◆ **INPUT DATA**:
□ □ □ □ □ □ □

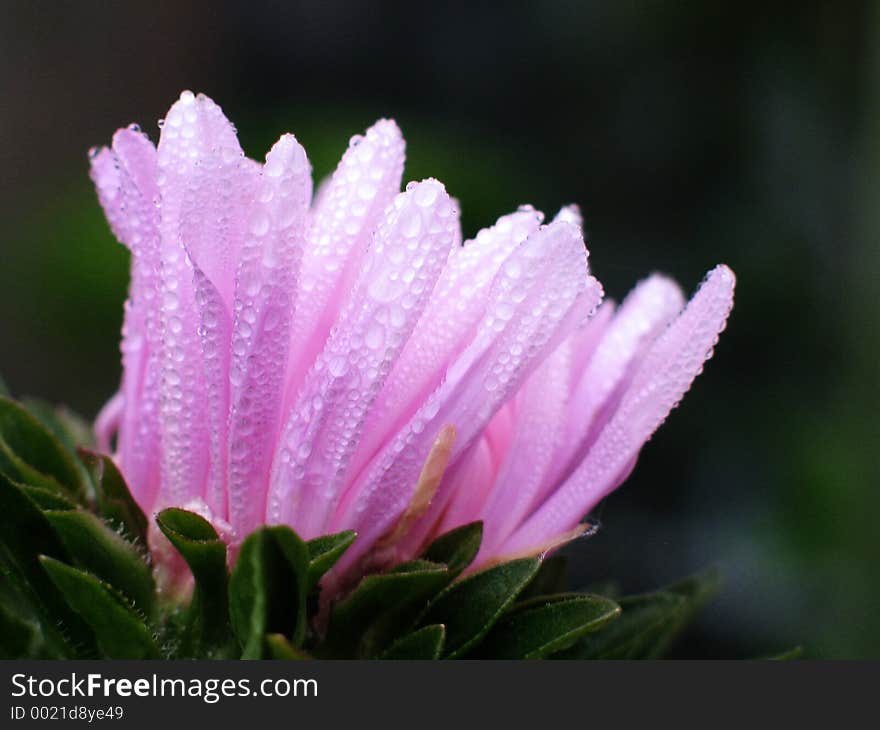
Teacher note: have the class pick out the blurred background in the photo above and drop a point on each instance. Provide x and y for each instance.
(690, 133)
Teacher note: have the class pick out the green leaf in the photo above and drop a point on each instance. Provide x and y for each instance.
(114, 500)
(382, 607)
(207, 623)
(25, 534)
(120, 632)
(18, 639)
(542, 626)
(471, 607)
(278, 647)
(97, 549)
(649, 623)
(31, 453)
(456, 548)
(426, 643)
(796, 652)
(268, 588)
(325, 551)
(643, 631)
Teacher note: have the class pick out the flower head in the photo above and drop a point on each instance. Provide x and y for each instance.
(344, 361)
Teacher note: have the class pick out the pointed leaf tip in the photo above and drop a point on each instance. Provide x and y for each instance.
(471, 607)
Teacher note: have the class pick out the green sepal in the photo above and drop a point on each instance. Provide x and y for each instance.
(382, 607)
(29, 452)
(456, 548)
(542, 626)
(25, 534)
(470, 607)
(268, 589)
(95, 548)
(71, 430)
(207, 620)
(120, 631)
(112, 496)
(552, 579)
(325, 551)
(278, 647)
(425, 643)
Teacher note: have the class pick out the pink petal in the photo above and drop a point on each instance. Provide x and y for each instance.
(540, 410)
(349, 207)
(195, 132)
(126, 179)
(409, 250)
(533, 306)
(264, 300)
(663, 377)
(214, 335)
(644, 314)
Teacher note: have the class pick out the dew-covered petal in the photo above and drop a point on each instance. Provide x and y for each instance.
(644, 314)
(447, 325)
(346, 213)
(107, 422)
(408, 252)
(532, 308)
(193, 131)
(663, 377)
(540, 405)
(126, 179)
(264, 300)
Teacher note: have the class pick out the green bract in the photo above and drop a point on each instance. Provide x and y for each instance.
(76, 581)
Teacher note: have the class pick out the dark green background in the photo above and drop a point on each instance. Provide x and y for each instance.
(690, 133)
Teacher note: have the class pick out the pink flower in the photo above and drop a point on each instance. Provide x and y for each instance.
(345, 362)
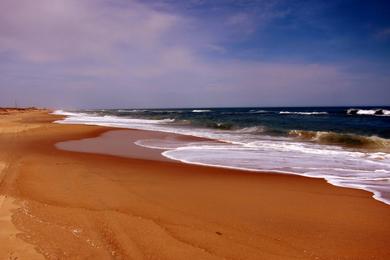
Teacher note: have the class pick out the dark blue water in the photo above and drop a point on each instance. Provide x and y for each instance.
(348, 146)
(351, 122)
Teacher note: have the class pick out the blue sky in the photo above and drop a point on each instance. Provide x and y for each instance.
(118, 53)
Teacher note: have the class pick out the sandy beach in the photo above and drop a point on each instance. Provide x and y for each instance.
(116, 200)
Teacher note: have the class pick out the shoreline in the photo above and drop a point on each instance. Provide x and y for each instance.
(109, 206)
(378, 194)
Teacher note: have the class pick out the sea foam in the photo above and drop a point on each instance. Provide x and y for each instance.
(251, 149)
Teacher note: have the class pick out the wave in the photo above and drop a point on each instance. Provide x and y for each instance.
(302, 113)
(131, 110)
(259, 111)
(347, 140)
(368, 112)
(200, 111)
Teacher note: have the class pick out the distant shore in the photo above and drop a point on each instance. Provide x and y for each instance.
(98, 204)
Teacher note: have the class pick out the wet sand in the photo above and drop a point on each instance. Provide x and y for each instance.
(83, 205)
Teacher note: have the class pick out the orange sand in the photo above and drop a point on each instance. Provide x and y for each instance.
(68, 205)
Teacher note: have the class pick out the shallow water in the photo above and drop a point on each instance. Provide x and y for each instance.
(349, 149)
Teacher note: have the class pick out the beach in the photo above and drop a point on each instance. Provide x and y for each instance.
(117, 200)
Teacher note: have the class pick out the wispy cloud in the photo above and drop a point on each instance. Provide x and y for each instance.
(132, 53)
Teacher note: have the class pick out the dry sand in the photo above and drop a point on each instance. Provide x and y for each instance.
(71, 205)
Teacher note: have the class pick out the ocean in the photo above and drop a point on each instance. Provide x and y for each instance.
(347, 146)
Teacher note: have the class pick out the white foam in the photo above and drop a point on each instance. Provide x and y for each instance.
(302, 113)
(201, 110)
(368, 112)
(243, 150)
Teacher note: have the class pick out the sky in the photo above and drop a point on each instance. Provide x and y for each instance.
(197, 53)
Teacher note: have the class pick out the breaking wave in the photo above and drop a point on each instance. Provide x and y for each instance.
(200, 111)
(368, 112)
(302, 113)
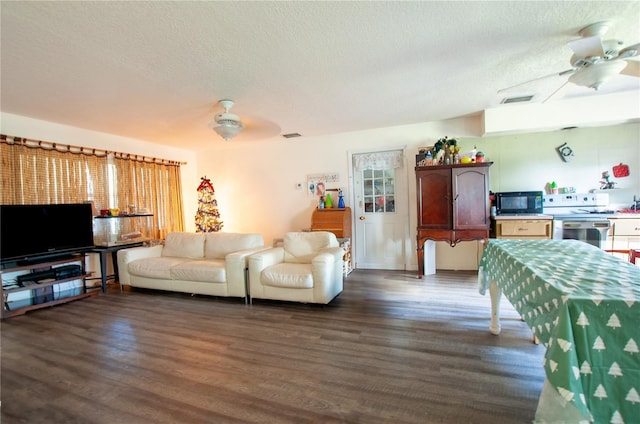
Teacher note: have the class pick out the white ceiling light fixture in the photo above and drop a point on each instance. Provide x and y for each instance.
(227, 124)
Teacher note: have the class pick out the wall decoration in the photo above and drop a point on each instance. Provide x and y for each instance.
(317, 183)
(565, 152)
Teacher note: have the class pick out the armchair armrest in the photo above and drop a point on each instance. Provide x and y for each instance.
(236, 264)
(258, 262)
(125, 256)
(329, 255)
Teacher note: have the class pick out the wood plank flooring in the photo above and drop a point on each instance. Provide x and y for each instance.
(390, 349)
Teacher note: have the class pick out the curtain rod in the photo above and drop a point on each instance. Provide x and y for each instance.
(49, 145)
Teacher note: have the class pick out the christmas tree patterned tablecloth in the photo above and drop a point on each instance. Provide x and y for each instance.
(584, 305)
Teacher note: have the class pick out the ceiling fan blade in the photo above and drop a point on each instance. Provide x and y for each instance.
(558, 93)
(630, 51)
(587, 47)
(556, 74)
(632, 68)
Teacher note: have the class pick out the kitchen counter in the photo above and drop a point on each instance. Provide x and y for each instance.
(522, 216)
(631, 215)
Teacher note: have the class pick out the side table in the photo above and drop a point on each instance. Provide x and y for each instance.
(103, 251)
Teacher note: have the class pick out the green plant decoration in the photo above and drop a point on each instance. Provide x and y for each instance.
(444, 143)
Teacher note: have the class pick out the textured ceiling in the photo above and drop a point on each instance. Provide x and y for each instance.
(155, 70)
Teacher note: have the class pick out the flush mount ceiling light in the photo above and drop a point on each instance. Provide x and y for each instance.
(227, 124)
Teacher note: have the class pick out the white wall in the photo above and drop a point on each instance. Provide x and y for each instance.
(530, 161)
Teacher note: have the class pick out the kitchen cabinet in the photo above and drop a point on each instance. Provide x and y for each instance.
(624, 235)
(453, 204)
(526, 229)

□ □ □ □ □ □ □

◆ **EXERCISE INSTRUCTIONS**: Copy the listing above in full, changing every "drop a point" to "place a point" and keeping everything else the same. Leave out the pictures.

◆ **CORRECT RESPONSE**:
Teacher note: have the class pick out the blurred background in the photo above and place a point on each instance. Provide x and y for each instance.
(690, 133)
Teacher note: have the class pick out the green leaf in the photo above and place a point on each instance. Provide x and y for each instance.
(114, 500)
(382, 607)
(207, 623)
(25, 534)
(120, 632)
(18, 639)
(542, 626)
(471, 607)
(278, 647)
(97, 549)
(649, 623)
(31, 453)
(456, 548)
(426, 643)
(796, 652)
(268, 588)
(325, 551)
(643, 631)
Teacher note: have the class pick out the flower head in the photo above and place a point on each instance. Provide x and y for each instance.
(344, 361)
Teacher note: have the class pick out the pointed leaf tip in the photo above and place a point on each instance. Provide x and y for each instance.
(471, 607)
Teacher note: have the class pick out the green sepal in the photo above and place a point on each instance. Provide x and y for each instance.
(382, 607)
(29, 452)
(456, 548)
(542, 626)
(25, 534)
(470, 607)
(268, 589)
(95, 548)
(71, 430)
(207, 620)
(120, 631)
(112, 496)
(552, 579)
(325, 551)
(278, 647)
(425, 643)
Teacher note: have the class pick out the pink petal in the photo above and place a point on each instance. Provide x and y for each instance.
(540, 410)
(349, 207)
(195, 132)
(126, 179)
(409, 250)
(533, 306)
(264, 300)
(663, 377)
(214, 335)
(644, 314)
Teacher note: have the class pick out the dew-covered petal in the photo above and place a point on each instance. Provide x and y for each instance.
(644, 314)
(447, 325)
(346, 213)
(107, 422)
(408, 252)
(532, 308)
(193, 131)
(663, 377)
(540, 405)
(126, 179)
(264, 300)
Teacher note: have the class pick out the green bract in the photo above and place a point on each instance. Provide x and y for each instance.
(76, 581)
Teacher note: have the class pick out the dark green background in the photo above and place a point on each instance. Provide x and y for each instance.
(690, 133)
Teacher note: have the class pick out the pink flower in the photo above and place a point on each instance. Provide x and y for each instance.
(345, 362)
Teacher note: have the class pick out the dark blue water in the photo above and place a point on each instance. Provide x and y for each instance.
(348, 146)
(351, 122)
Teacher note: have the class pick out the blue sky in the photo above and place a point on each instance. Provide x and y for each instance.
(118, 53)
Teacher note: have the class pick out the sandy beach in the photo above and place a point on each instance. Provide x and y for each instance.
(116, 200)
Teacher note: have the class pick out the shoreline in the photo above and place a point on each instance. Provide x and y for each instance.
(109, 206)
(378, 194)
Teacher note: have the class pick out the sea foam in the photo above and place a point on each instance. Provide x and y for each instance.
(251, 149)
Teacher note: have the class pick out the wave in the photo above and place a point on each instance. Provide x and y for each instance.
(302, 113)
(131, 110)
(259, 111)
(347, 140)
(368, 112)
(200, 111)
Teacher note: have the class pick out the distant shore in the photo above and place a point on each instance. Provide x and y for each instance.
(98, 204)
Teacher note: have the class pick out the wet sand in the photo above and place a point on each instance. Provide x and y for each instance.
(83, 205)
Teacher note: have the class pick out the orange sand in the photo above and place a point on each instance. Provide x and y for each instance.
(68, 205)
Teacher note: have the class pick out the shallow water in the photo above and place a point on each instance. Provide x and y for each instance.
(349, 149)
Teacher note: have the class pick out the beach in the photo above and place a point on each instance. Provide x and y for each instance.
(117, 200)
Teacher note: have the class pick out the wispy cloud in the photo above and place a point on each instance. Provide x and y for each instance.
(132, 53)
Teacher note: have the class pick out the dry sand in the photo above and place a point on each instance. Provide x and y for each instance.
(71, 205)
Teacher note: have the class pick out the ocean in the photo above and place a point on each instance. Provide x and y for each instance.
(347, 146)
Teacher note: have the class pick out the white foam in the photo above and place a point on each instance. Provide x and y for each instance.
(302, 113)
(201, 110)
(368, 112)
(243, 150)
Teacher note: have the class pick out the sky in the photo above and place a point on each instance. Provide x and y for each instance.
(197, 53)
Teacher note: have the class pick out the breaking wave in the photo above and place a point on each instance. Provide x and y for each instance.
(200, 111)
(368, 112)
(302, 113)
Teacher note: have the class pick out the white ceiling light fixture in the photo above and place a point on each instance. Provide x and y for each instance.
(227, 124)
Teacher note: have the class pick out the wall decoration in the photo above and place a point on each instance. Provide x and y for each instance.
(317, 183)
(565, 152)
Teacher note: have the class pick out the armchair armrest in the photo above and place a point on each instance. Provide x and y for each instance.
(236, 264)
(258, 262)
(125, 256)
(329, 255)
Teacher note: have the class pick out the wood plank flooring in the photo above and place a point on each instance. Provide x and y for each instance.
(390, 349)
Teacher note: have the class pick out the curtain rod in the photo above and place a point on each instance. Provide x and y for each instance.
(49, 145)
Teacher note: have the class pick out the christmas tree patterned tablecloth in the photo above and place a point on each instance. Provide x and y for each instance.
(584, 305)
Teacher note: have the class pick out the ceiling fan blade in the photo above and place a point on each instance. Provide x and y for each instance.
(558, 93)
(630, 51)
(587, 47)
(556, 74)
(632, 68)
Teacher note: have the class pick out the kitchen counter in the photo above and place a point on each instance. Provide x and y for each instance.
(522, 216)
(631, 215)
Teacher note: have the class pick out the side table in the photo above and place a point on each instance. Provide x and y for each instance.
(103, 251)
Teacher note: have the class pick out the green plant decoration in the photo above and place a point on each instance. Provide x and y for each instance.
(444, 143)
Teacher note: have the class pick out the textured ceiling in the photo above and place a point on each instance. Provide x and y for each instance.
(155, 70)
Teacher note: have the class pick out the flush mount ceiling light in the photo above and place a point on each instance. Provide x and y for each instance.
(227, 124)
Teacher note: have the class pick out the white wall in the photo above and place a point on each instance. Provide x and y for each instance.
(530, 161)
Teacher note: have the class pick out the kitchen cabinet in the photo above and place a point on each instance. Provide x and y for each instance.
(624, 235)
(453, 204)
(526, 229)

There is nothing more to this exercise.